◆ EXCERPTED RECORDS ◆

• • • • • • •

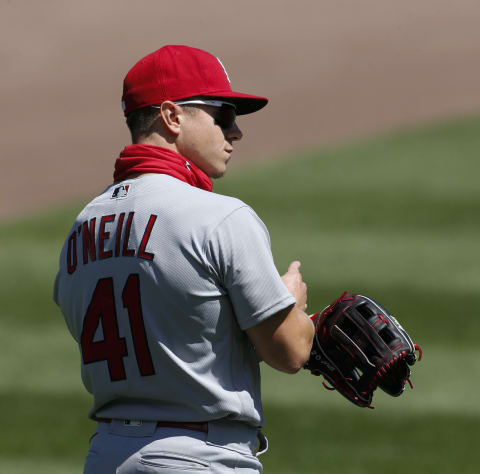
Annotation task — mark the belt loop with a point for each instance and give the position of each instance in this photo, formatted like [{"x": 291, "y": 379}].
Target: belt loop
[{"x": 263, "y": 447}]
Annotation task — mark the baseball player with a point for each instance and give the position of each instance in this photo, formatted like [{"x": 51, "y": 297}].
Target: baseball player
[{"x": 170, "y": 290}]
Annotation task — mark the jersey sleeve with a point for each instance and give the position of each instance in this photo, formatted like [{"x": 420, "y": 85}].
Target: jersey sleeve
[{"x": 239, "y": 256}]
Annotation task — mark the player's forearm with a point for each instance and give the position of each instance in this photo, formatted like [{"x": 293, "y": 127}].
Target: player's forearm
[{"x": 284, "y": 340}]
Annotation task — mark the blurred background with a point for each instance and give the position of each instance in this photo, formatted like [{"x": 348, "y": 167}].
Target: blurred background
[{"x": 364, "y": 166}]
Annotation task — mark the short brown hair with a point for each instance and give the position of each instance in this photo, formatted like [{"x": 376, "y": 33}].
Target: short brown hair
[{"x": 141, "y": 122}]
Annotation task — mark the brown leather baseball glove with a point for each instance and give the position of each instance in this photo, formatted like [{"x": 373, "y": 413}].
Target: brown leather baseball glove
[{"x": 359, "y": 346}]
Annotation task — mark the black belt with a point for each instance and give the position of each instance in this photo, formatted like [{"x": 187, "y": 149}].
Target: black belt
[{"x": 186, "y": 425}]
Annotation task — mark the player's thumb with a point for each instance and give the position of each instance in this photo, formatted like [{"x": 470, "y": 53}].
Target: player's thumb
[{"x": 294, "y": 267}]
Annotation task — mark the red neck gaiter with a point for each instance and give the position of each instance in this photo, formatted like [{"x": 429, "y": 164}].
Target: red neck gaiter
[{"x": 156, "y": 159}]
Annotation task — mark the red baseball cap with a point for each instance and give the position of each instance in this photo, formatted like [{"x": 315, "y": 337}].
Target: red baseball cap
[{"x": 177, "y": 72}]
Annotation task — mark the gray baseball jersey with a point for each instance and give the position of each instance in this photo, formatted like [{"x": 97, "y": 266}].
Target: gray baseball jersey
[{"x": 158, "y": 281}]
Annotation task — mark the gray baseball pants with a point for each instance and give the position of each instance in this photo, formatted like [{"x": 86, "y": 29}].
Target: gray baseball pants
[{"x": 120, "y": 447}]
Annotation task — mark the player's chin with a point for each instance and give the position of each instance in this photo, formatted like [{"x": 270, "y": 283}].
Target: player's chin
[
  {"x": 219, "y": 170},
  {"x": 218, "y": 173}
]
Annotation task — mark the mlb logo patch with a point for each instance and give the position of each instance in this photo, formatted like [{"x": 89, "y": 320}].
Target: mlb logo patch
[{"x": 120, "y": 191}]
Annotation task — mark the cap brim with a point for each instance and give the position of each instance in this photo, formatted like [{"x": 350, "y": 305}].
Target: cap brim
[{"x": 244, "y": 103}]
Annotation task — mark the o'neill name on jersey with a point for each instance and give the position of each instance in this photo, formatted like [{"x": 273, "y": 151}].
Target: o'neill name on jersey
[{"x": 112, "y": 233}]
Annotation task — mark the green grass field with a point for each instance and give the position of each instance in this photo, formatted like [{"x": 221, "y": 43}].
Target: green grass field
[{"x": 394, "y": 217}]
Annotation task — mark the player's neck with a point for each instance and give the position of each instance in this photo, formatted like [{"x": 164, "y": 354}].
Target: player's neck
[{"x": 156, "y": 139}]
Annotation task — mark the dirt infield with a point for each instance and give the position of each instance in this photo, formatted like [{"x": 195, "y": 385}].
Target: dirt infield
[{"x": 332, "y": 69}]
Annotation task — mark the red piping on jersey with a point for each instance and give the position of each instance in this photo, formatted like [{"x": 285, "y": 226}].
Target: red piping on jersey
[{"x": 156, "y": 159}]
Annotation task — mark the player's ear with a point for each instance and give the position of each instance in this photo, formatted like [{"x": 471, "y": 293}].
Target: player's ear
[{"x": 170, "y": 114}]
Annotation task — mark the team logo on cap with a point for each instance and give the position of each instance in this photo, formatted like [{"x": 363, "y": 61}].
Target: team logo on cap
[
  {"x": 120, "y": 191},
  {"x": 226, "y": 73}
]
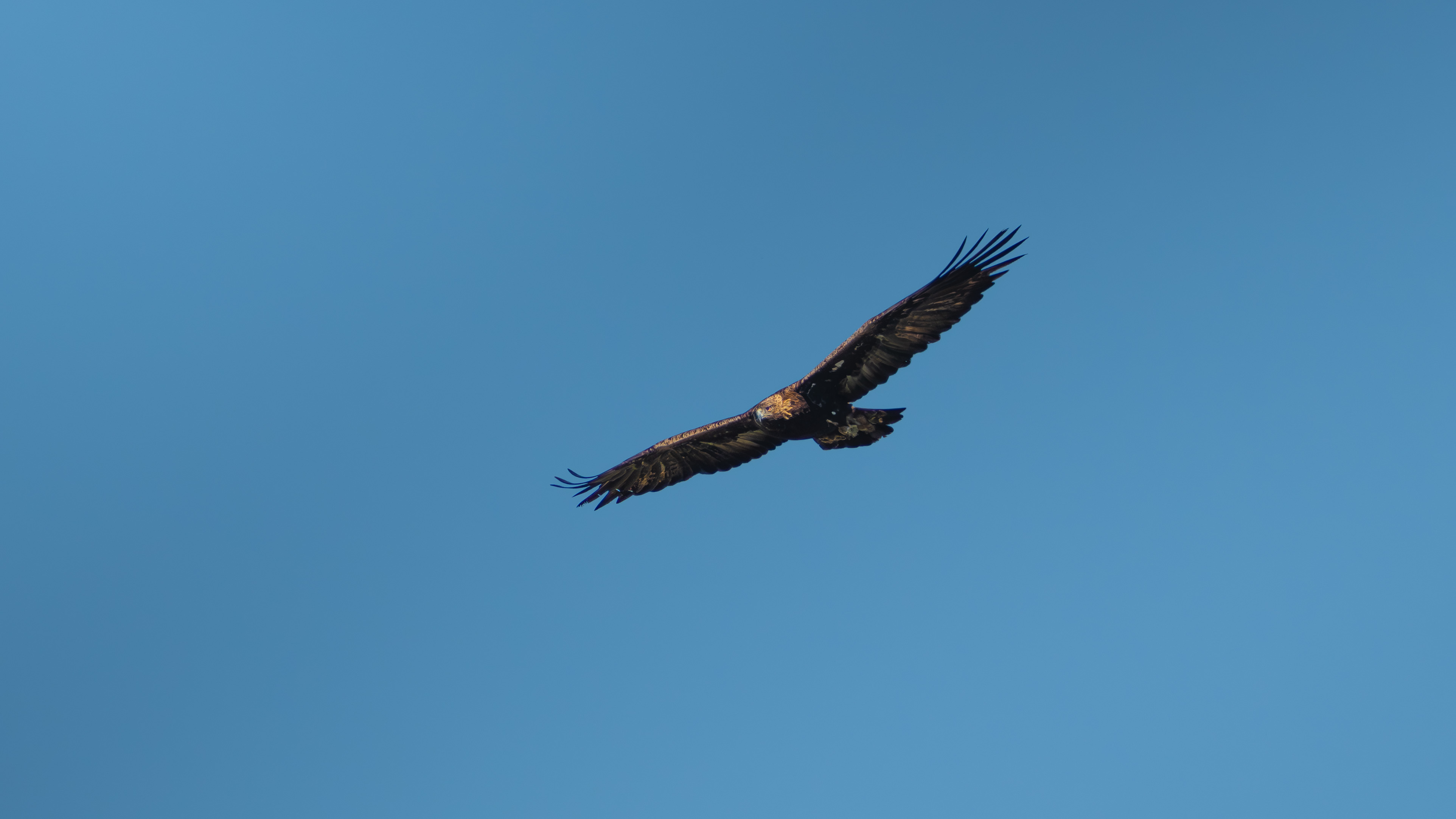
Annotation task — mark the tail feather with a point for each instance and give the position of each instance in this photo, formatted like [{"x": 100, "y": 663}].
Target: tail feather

• • • • • • •

◆ STATED GOAL ◆
Rewrite all of the records with "Annotation task" switched to "Labeling task" and everything else unchanged. Leave the pictures out.

◆ RESULT BELOW ◆
Labeling task — mark the belt loop with a point for each instance and give the position of each instance in this photo, formatted like [{"x": 291, "y": 379}].
Target: belt loop
[{"x": 263, "y": 447}]
Labeling task — mark the baseball player with a point for each instance and give the position of each instance in this photo, formatted like [{"x": 51, "y": 297}].
Target: baseball player
[{"x": 170, "y": 290}]
Labeling task — mark the jersey sleeve with a point for each instance and give the position of each instance in this photo, formatted like [{"x": 420, "y": 85}].
Target: jersey sleeve
[{"x": 239, "y": 256}]
Labeling task — mark the player's forearm with a point for each instance and give the position of each instance in this photo, formatted like [{"x": 293, "y": 127}].
Target: player's forearm
[{"x": 284, "y": 340}]
Labeling task — mark the blurred background with a point for each instance and give the position of each instance in this photo, formatted like [{"x": 348, "y": 167}].
Target: blurred background
[{"x": 364, "y": 166}]
Labeling task — mark the short brown hair with a point for each instance and give the position of each instance in this photo, formatted like [{"x": 376, "y": 33}].
Target: short brown hair
[{"x": 141, "y": 122}]
Labeling task — mark the brown leather baseball glove with a point for each instance and give the position of each instance in this photo, formatted like [{"x": 373, "y": 413}].
Target: brown leather baseball glove
[{"x": 359, "y": 346}]
Labeling task — mark the black belt with a point for each instance and give the position of each instance in this photo, formatted like [{"x": 187, "y": 149}].
Target: black belt
[{"x": 186, "y": 425}]
Labeling task — mark the player's thumb with a point for each instance and give the position of each instance in this photo, formatted like [{"x": 470, "y": 53}].
Target: player's thumb
[{"x": 294, "y": 267}]
Labeling task — mark the red neck gaiter with a point for each instance and give the position of each instance in this photo, formatted like [{"x": 429, "y": 164}].
Target: red neck gaiter
[{"x": 156, "y": 159}]
Labeling task — mark the red baseball cap with a point for each instance and give the position of each instance in this photo, formatted like [{"x": 315, "y": 337}].
Target: red baseball cap
[{"x": 177, "y": 72}]
Labeling task — mark the gray baseball jersey with a point for each instance and give the position of each instance in this photo, formatted like [{"x": 97, "y": 266}].
Target: gray baseball jersey
[{"x": 158, "y": 281}]
Labeling task — mark the gray baseball pants with a point for each instance and give the position of each instance in this photo, formatted like [{"x": 86, "y": 29}].
Target: gray baseball pants
[{"x": 120, "y": 447}]
Labeling task — mark the player's chin with a point for each instance and give the position of each instance in this photo, formatted like [{"x": 270, "y": 283}].
Target: player's chin
[
  {"x": 219, "y": 170},
  {"x": 218, "y": 173}
]
Labeling task — mark the mlb logo patch with a point for each instance and give the position of each instance in this photo, formatted like [{"x": 89, "y": 320}].
Target: mlb logo patch
[{"x": 120, "y": 191}]
Labeling task — mark the cap brim with a point for each instance and give the position of each instance in this photo, formatted like [{"x": 350, "y": 305}].
Target: cap brim
[{"x": 244, "y": 103}]
Labeling task — mark the o'neill name on jersey with a point for each instance and give the position of each instance in this photo, formatted like [{"x": 273, "y": 151}].
Target: o'neill name on jersey
[{"x": 112, "y": 233}]
Labeling task — mark the green grass field with a point for each instance and give the position of each instance in this photo, formatted like [{"x": 221, "y": 43}].
Target: green grass field
[{"x": 394, "y": 217}]
Labeling task — mark the player's neck with a point for each instance and give the position of each instance in this photo, formatted like [{"x": 164, "y": 354}].
Target: player's neck
[{"x": 156, "y": 139}]
Labeling task — mark the dirt infield with a point for each instance and give the position of each instance in this photo, formatted like [{"x": 195, "y": 385}].
Target: dirt infield
[{"x": 332, "y": 69}]
Labeling task — mark the red piping on jersey with a point for each instance and give the position of each instance in this photo, formatted like [{"x": 285, "y": 226}].
Target: red piping on jersey
[{"x": 156, "y": 159}]
Labeling task — mark the player's ear with a point for each instance and give the position of each instance in this photo, formatted like [{"x": 471, "y": 293}].
Target: player's ear
[{"x": 170, "y": 114}]
Labeling task — mark the team logo on cap with a point for each instance and give the position of each instance in this photo, formatted like [{"x": 363, "y": 61}].
Target: team logo on cap
[
  {"x": 120, "y": 191},
  {"x": 226, "y": 73}
]
Labeling task — mark the tail feather with a point for each instance and give the position of each instance in this photo, formatted like [{"x": 100, "y": 663}].
Target: tail feather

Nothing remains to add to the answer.